═════ Material for the task
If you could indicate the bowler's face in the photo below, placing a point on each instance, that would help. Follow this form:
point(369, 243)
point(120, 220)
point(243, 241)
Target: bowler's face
══════════
Exactly as shown, output all of the material above.

== Your solution ==
If you could indicate the bowler's face in the photo below, placing a point on each instance, that would help. Follow this form:
point(369, 243)
point(120, 220)
point(243, 241)
Target: bowler's face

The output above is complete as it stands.